▶ [What the task requires]:
How many lines in these records hold the string "clicks"? State only that number.

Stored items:
=======

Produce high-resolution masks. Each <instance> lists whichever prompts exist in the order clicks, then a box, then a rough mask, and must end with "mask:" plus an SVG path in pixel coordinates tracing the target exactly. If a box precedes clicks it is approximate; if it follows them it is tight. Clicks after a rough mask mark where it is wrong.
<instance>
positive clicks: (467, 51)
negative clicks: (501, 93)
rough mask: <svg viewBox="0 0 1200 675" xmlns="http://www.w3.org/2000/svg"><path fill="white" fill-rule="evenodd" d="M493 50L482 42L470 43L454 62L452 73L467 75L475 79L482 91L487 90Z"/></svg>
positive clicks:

=======

▶ [Result of this exercise]:
4